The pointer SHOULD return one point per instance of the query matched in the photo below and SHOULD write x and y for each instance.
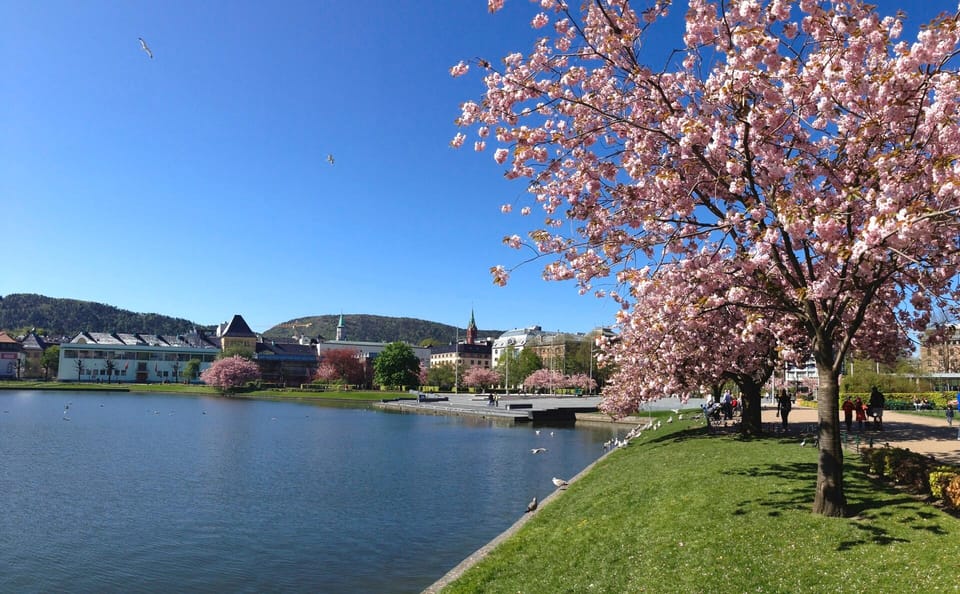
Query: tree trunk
(751, 401)
(829, 499)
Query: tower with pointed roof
(238, 335)
(472, 329)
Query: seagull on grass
(145, 47)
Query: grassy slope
(687, 512)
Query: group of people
(862, 411)
(950, 414)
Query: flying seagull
(145, 47)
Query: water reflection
(196, 493)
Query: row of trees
(784, 184)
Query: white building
(140, 358)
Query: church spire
(472, 329)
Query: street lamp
(506, 383)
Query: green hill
(373, 328)
(21, 312)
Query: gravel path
(918, 433)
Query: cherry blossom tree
(482, 377)
(231, 373)
(347, 362)
(544, 379)
(326, 373)
(800, 144)
(581, 381)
**********
- _GIVEN TASK_: Print, unchanged, the part of the listing above that opens with the line containing "Query: row of trees" and runs through the end of the listing, including both of those ends.

- _FINISHED EXERCISE_:
Query: row of trees
(784, 184)
Query: white building
(140, 358)
Query: church spire
(472, 329)
Query: street lamp
(506, 383)
Query: green hill
(373, 328)
(21, 312)
Query: gravel path
(918, 433)
Query: cherry blossom tree
(482, 377)
(231, 373)
(347, 362)
(544, 379)
(326, 373)
(800, 144)
(581, 381)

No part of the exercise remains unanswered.